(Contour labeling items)
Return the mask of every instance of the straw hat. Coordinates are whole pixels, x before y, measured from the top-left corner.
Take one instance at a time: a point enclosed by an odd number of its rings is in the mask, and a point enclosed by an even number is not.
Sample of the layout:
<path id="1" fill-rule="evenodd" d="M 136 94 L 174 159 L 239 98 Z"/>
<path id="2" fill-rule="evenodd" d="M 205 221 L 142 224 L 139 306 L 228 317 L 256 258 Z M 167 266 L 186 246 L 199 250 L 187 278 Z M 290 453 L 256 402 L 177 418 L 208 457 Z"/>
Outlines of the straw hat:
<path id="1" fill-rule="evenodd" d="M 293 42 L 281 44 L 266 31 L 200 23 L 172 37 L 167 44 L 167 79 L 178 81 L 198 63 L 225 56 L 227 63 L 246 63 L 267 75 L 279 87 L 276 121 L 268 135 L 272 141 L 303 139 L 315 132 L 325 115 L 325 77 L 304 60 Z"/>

WHAT THE TASK ASKS: Can you render the data above as a two-column CSV with the headers instruction and response, putting each text and its answer on one row, each in its own quoted field with line breaks replaced by spaces?

WRITTEN ANSWER:
instruction,response
"Return the mask of every instance of the straw hat. Coordinates are whole pixels, x before y, measured from the top-left corner. Take one instance at a time: a point enclosed by an odd number of its rings is in the mask, and a point enclosed by an even number is not. Sample of the layout: <path id=""1"" fill-rule=""evenodd"" d=""M 136 94 L 174 159 L 239 98 Z""/> <path id=""2"" fill-rule=""evenodd"" d=""M 205 221 L 142 224 L 139 306 L 228 317 L 256 258 Z M 167 266 L 186 246 L 199 250 L 187 278 Z M 290 453 L 256 402 L 177 418 L 208 457 Z""/> Outlines of the straw hat:","<path id=""1"" fill-rule=""evenodd"" d=""M 293 42 L 281 44 L 266 31 L 200 23 L 172 37 L 167 44 L 167 79 L 178 81 L 198 63 L 225 56 L 227 63 L 246 63 L 267 75 L 279 87 L 276 121 L 268 135 L 272 141 L 303 139 L 315 132 L 325 115 L 325 77 L 304 60 Z""/>"